(RECORDS SUPPLIED)

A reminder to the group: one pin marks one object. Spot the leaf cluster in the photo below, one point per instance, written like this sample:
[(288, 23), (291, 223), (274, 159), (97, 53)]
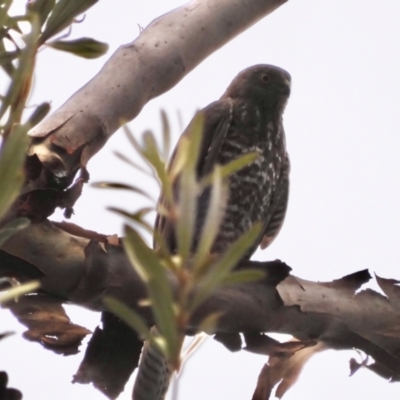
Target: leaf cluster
[(42, 20), (196, 274)]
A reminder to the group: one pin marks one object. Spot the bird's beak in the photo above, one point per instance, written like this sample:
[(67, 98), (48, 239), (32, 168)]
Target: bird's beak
[(285, 88)]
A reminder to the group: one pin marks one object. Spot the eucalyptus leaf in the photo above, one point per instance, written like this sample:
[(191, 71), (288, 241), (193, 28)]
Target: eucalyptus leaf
[(6, 58), (42, 8), (133, 164), (83, 47), (12, 227), (121, 186), (166, 130), (129, 316), (152, 156), (151, 270), (64, 13), (220, 270), (12, 156), (18, 291)]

(End RECORDS SUPPLIED)

**YOUR ASSIGNMENT**:
Reproduce each line of the material containing the word "above".

**TASK OUTPUT**:
A reminder to the group: one pin marks one object. Spot the bird's beak in the photo above, one point per instance, written like this sample:
A reminder to the group: one pin marks one object. Spot the eucalyptus leaf in the photo above, one point per instance, written like this sample:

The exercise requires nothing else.